(Items listed in a dataset)
________________________________________

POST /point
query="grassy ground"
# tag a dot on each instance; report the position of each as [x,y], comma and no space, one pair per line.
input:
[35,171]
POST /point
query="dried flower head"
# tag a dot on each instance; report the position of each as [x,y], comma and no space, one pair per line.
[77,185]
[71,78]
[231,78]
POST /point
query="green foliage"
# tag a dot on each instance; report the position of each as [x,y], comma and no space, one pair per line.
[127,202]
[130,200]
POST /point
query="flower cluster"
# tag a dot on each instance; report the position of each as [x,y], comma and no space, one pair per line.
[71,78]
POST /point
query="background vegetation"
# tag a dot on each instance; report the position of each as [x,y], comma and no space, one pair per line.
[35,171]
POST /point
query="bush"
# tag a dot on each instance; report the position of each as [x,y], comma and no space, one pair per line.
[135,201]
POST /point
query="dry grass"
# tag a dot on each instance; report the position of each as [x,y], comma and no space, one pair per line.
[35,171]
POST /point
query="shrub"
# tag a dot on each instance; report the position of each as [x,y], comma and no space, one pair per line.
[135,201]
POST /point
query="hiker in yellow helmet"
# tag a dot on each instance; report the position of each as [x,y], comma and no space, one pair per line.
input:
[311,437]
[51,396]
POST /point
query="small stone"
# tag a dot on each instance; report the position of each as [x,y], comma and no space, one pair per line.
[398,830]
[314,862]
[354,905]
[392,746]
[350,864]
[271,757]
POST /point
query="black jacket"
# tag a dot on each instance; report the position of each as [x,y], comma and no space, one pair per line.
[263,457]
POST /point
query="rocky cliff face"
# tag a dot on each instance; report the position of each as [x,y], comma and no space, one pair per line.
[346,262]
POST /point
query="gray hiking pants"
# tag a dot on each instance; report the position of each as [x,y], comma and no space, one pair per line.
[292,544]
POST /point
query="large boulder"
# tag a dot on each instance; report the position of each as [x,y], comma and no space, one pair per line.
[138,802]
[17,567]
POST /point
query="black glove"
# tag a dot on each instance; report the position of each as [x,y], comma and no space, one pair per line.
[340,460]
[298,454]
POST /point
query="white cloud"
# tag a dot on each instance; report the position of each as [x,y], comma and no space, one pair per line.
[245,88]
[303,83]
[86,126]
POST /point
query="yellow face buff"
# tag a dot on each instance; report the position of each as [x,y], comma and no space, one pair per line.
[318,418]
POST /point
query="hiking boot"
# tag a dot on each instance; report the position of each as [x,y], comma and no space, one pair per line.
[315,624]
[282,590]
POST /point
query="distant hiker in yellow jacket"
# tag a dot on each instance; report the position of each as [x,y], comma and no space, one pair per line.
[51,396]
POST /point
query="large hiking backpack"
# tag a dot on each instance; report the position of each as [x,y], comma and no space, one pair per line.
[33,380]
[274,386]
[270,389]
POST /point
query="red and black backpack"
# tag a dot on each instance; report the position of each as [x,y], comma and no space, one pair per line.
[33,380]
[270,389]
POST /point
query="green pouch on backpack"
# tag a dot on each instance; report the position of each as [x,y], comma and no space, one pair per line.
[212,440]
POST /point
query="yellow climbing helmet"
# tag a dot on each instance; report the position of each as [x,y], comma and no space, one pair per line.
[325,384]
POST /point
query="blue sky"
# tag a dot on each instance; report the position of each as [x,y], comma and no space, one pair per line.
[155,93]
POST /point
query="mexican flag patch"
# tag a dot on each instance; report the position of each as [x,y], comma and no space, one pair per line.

________________________________________

== What this task involves ==
Every line above with the word "hiker" is to be copied out.

== Answer box ==
query="hiker in yellow helmet"
query="distant hiker in yellow jacket"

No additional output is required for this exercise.